--- START Material for the task ---

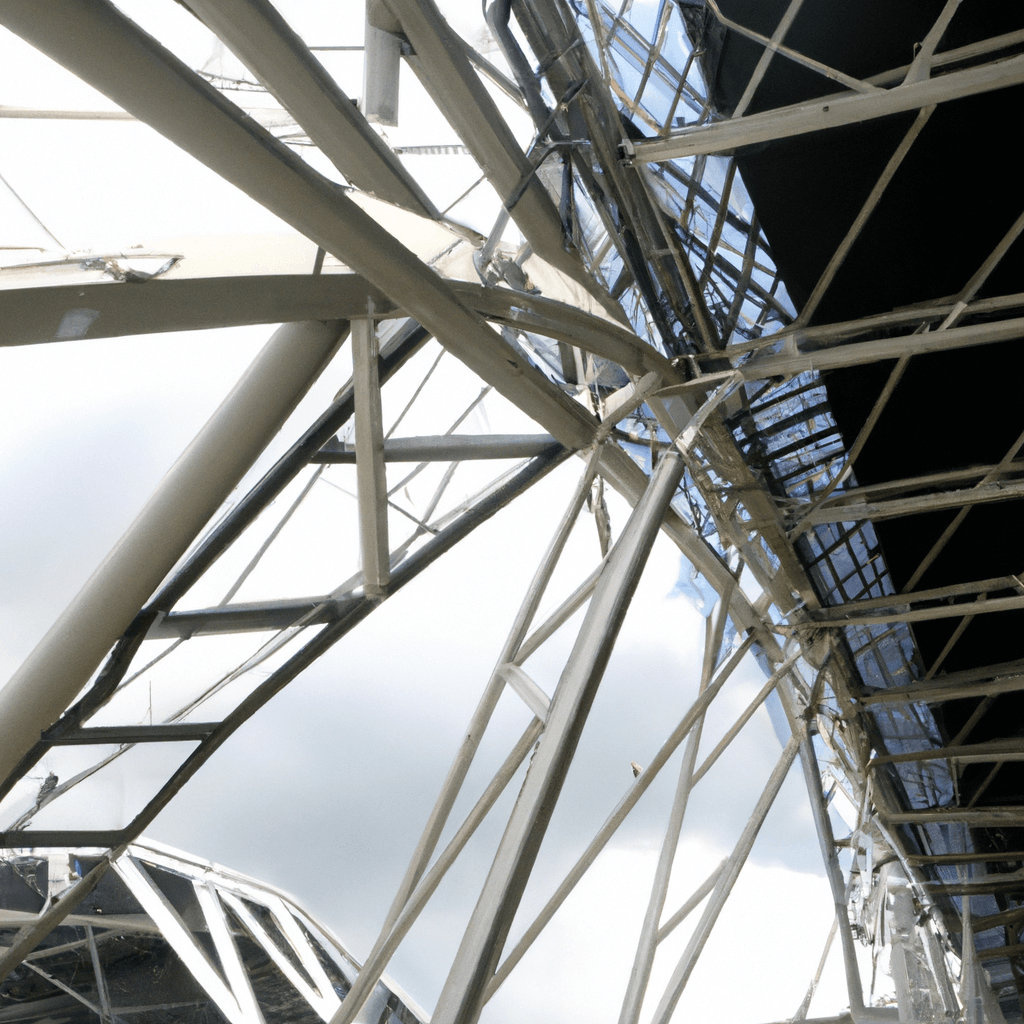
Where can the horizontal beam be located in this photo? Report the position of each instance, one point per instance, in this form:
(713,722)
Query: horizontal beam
(993,856)
(933,594)
(38,839)
(877,511)
(859,352)
(263,41)
(975,816)
(827,112)
(185,300)
(843,615)
(175,732)
(249,617)
(876,492)
(115,309)
(95,41)
(940,690)
(993,750)
(444,448)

--- END Material for the task ---

Task brief:
Repeat each entry above word for word, leaving every picture out.

Solution to this exercise:
Where can the horizontal beam be located in this photo? Report the position of each instance, one point per instance, in this form:
(713,722)
Query: horizontal beam
(993,856)
(933,594)
(38,839)
(877,511)
(859,352)
(263,41)
(975,816)
(827,112)
(185,300)
(843,615)
(175,732)
(249,617)
(876,492)
(115,309)
(95,41)
(940,690)
(993,750)
(444,448)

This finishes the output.